_DOCUMENT TEXT_.
** Begin **

Business Standard

Devangshu Datta: The muzzle and the open mike

OVERVIEW

Image

Devangshu Datta New Delhi
Messrs Wren & Martin would have shrunk from describing something as "weakly perfect" or "strongly perfect". Yet these mangled phrases are standard economics descriptions of markets.
 
We could similarly classify nations on the basis of attitude to free speech. Some nations are "weakly free"; it is only permissible to say something that gels with accepted doctrine. Other nations are "medium-free": it is all right to disagree with mainstream opinion so long as it doesn't cause public unrest. A few nations offer strong rights to free speech. You can say almost anything you like""while libel or slander laws exist, the state itself will not move to suppress an opinion.
 
China is "weakly free" along with most Middle Eastern nations, Singapore, Malaysia and some of the former Soviet republics. India is "medium-free"""the right to free speech is not absolute but it goes a fairly long way.
 
EU members, other Scandinavian countries, the US, Canada, Australia, etc, are "strongly free", with some key exceptions. For example, it is a crime in Australia or Canada to relate Sardarji-type jokes that could be construed as ethnic or racial slurs. In Germany, Nazism is a non-no.
 
Nations can move with startling rapidity from being weakly to medium or even strongly free. After the breakup of the USSR, or the dismantling of apartheid, many countries moved from being weakly free to medium-free in a day. Latin Americans have fluctuated between weakly free and strongly free, depending on the inclinations of the regime in power.

** End **

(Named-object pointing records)
** Begin **

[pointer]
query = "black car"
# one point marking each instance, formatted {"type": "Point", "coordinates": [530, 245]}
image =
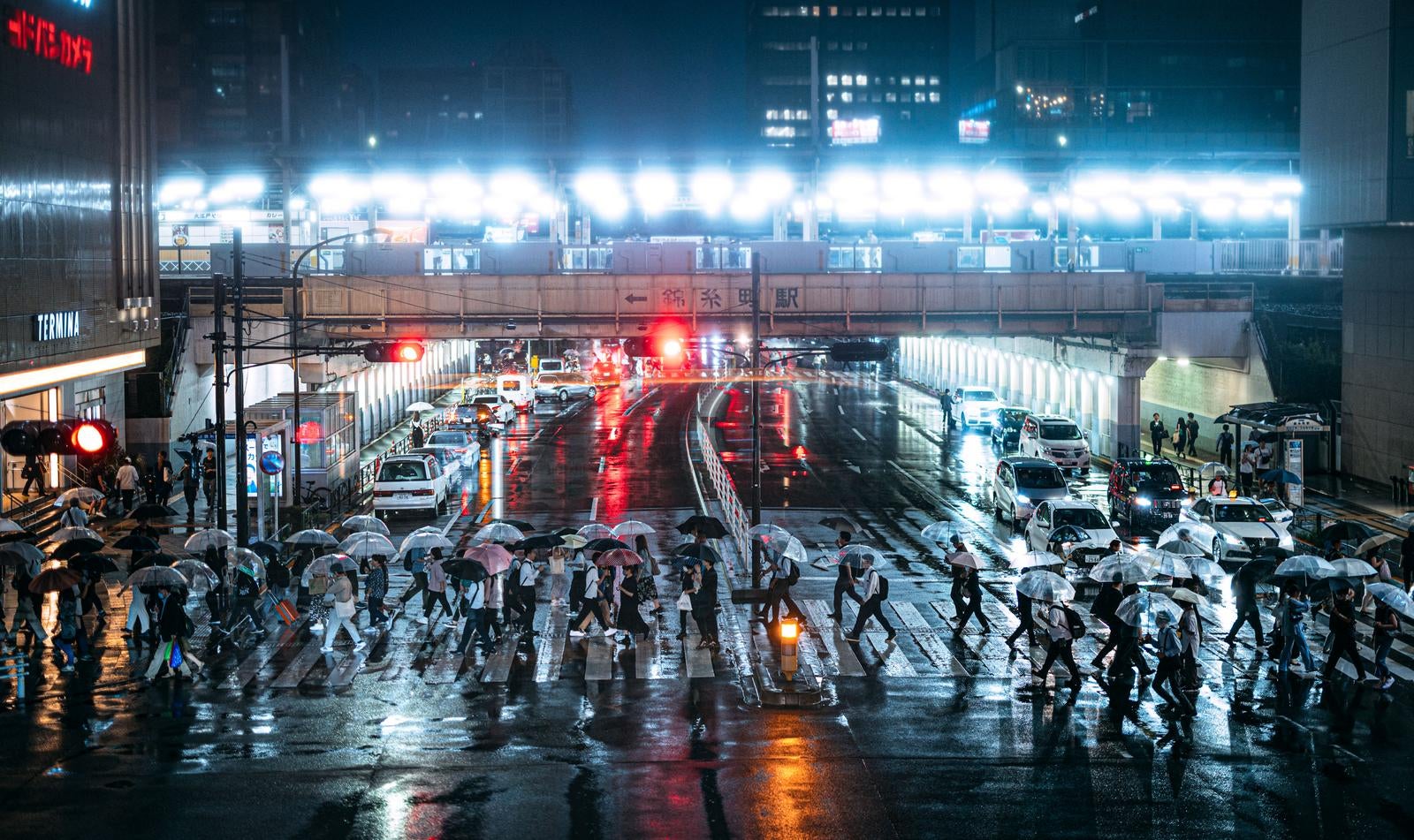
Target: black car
{"type": "Point", "coordinates": [1145, 494]}
{"type": "Point", "coordinates": [1006, 426]}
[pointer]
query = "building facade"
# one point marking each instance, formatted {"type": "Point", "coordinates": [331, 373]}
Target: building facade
{"type": "Point", "coordinates": [848, 75]}
{"type": "Point", "coordinates": [1357, 164]}
{"type": "Point", "coordinates": [1202, 77]}
{"type": "Point", "coordinates": [77, 239]}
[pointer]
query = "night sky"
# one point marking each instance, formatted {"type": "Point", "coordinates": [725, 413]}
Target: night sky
{"type": "Point", "coordinates": [642, 74]}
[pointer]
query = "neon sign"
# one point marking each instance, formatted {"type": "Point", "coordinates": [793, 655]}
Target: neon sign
{"type": "Point", "coordinates": [44, 39]}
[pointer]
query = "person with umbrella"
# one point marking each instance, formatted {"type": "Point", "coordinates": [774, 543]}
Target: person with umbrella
{"type": "Point", "coordinates": [876, 592]}
{"type": "Point", "coordinates": [1342, 634]}
{"type": "Point", "coordinates": [1062, 644]}
{"type": "Point", "coordinates": [1294, 631]}
{"type": "Point", "coordinates": [1170, 662]}
{"type": "Point", "coordinates": [1386, 627]}
{"type": "Point", "coordinates": [845, 580]}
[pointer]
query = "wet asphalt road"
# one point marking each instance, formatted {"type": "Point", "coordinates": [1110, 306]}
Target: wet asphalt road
{"type": "Point", "coordinates": [926, 737]}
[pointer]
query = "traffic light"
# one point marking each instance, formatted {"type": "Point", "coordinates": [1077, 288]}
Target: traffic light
{"type": "Point", "coordinates": [395, 351]}
{"type": "Point", "coordinates": [859, 351]}
{"type": "Point", "coordinates": [58, 437]}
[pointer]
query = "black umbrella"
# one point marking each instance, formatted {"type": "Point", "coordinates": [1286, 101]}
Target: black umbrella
{"type": "Point", "coordinates": [1347, 531]}
{"type": "Point", "coordinates": [467, 571]}
{"type": "Point", "coordinates": [152, 511]}
{"type": "Point", "coordinates": [840, 524]}
{"type": "Point", "coordinates": [541, 541]}
{"type": "Point", "coordinates": [80, 546]}
{"type": "Point", "coordinates": [707, 526]}
{"type": "Point", "coordinates": [136, 541]}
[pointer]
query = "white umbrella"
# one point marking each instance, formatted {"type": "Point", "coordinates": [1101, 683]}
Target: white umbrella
{"type": "Point", "coordinates": [789, 548]}
{"type": "Point", "coordinates": [965, 559]}
{"type": "Point", "coordinates": [365, 524]}
{"type": "Point", "coordinates": [426, 541]}
{"type": "Point", "coordinates": [207, 538]}
{"type": "Point", "coordinates": [499, 532]}
{"type": "Point", "coordinates": [633, 527]}
{"type": "Point", "coordinates": [1037, 560]}
{"type": "Point", "coordinates": [1350, 567]}
{"type": "Point", "coordinates": [1395, 597]}
{"type": "Point", "coordinates": [1045, 586]}
{"type": "Point", "coordinates": [1375, 541]}
{"type": "Point", "coordinates": [1305, 564]}
{"type": "Point", "coordinates": [365, 545]}
{"type": "Point", "coordinates": [1133, 609]}
{"type": "Point", "coordinates": [1121, 569]}
{"type": "Point", "coordinates": [85, 496]}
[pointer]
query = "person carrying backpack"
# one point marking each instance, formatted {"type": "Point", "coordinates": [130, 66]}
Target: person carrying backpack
{"type": "Point", "coordinates": [876, 592]}
{"type": "Point", "coordinates": [1065, 628]}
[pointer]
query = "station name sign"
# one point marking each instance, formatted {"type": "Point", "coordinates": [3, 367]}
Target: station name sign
{"type": "Point", "coordinates": [57, 326]}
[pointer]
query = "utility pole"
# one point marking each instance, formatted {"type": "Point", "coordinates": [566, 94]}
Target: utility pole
{"type": "Point", "coordinates": [237, 327]}
{"type": "Point", "coordinates": [756, 413]}
{"type": "Point", "coordinates": [219, 357]}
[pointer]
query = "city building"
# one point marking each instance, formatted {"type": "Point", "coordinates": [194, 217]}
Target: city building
{"type": "Point", "coordinates": [1206, 78]}
{"type": "Point", "coordinates": [848, 75]}
{"type": "Point", "coordinates": [515, 102]}
{"type": "Point", "coordinates": [249, 75]}
{"type": "Point", "coordinates": [75, 226]}
{"type": "Point", "coordinates": [1357, 164]}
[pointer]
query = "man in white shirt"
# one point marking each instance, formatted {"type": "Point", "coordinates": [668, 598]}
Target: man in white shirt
{"type": "Point", "coordinates": [127, 481]}
{"type": "Point", "coordinates": [874, 594]}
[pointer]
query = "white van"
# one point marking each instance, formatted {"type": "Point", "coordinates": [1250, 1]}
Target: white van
{"type": "Point", "coordinates": [516, 390]}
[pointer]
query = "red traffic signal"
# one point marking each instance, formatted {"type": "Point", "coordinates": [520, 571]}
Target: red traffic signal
{"type": "Point", "coordinates": [395, 351]}
{"type": "Point", "coordinates": [61, 437]}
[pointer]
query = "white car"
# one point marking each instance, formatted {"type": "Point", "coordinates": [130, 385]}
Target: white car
{"type": "Point", "coordinates": [1053, 437]}
{"type": "Point", "coordinates": [409, 482]}
{"type": "Point", "coordinates": [1243, 526]}
{"type": "Point", "coordinates": [977, 406]}
{"type": "Point", "coordinates": [1085, 515]}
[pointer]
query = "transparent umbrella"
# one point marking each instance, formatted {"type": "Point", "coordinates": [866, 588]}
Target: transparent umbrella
{"type": "Point", "coordinates": [362, 524]}
{"type": "Point", "coordinates": [1138, 606]}
{"type": "Point", "coordinates": [209, 538]}
{"type": "Point", "coordinates": [364, 545]}
{"type": "Point", "coordinates": [1036, 560]}
{"type": "Point", "coordinates": [1121, 569]}
{"type": "Point", "coordinates": [1045, 586]}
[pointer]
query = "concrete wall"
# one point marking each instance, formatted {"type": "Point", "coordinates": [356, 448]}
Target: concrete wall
{"type": "Point", "coordinates": [1378, 352]}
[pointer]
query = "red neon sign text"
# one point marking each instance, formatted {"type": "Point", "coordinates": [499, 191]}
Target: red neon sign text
{"type": "Point", "coordinates": [44, 39]}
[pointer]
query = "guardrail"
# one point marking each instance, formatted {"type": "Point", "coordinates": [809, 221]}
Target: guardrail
{"type": "Point", "coordinates": [16, 666]}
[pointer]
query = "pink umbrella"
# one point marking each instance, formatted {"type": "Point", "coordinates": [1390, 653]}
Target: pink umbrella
{"type": "Point", "coordinates": [491, 556]}
{"type": "Point", "coordinates": [619, 557]}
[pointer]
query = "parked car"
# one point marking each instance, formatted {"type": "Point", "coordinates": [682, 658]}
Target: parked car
{"type": "Point", "coordinates": [1244, 526]}
{"type": "Point", "coordinates": [409, 482]}
{"type": "Point", "coordinates": [565, 385]}
{"type": "Point", "coordinates": [977, 406]}
{"type": "Point", "coordinates": [518, 390]}
{"type": "Point", "coordinates": [456, 442]}
{"type": "Point", "coordinates": [1086, 515]}
{"type": "Point", "coordinates": [1006, 426]}
{"type": "Point", "coordinates": [1145, 494]}
{"type": "Point", "coordinates": [1053, 437]}
{"type": "Point", "coordinates": [1020, 484]}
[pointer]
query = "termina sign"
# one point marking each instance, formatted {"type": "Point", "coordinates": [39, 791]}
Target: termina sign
{"type": "Point", "coordinates": [855, 132]}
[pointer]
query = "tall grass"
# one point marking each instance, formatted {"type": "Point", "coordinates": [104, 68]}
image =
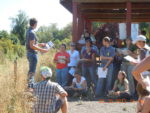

** End **

_WHAT THIS TASK INVOLVES_. In the free-speech column above, which countries or groups of countries are classed as "weakly free"? List them all.

_SOLVED EXERCISE_. China, most Middle Eastern nations, Singapore, Malaysia, and some of the former Soviet republics.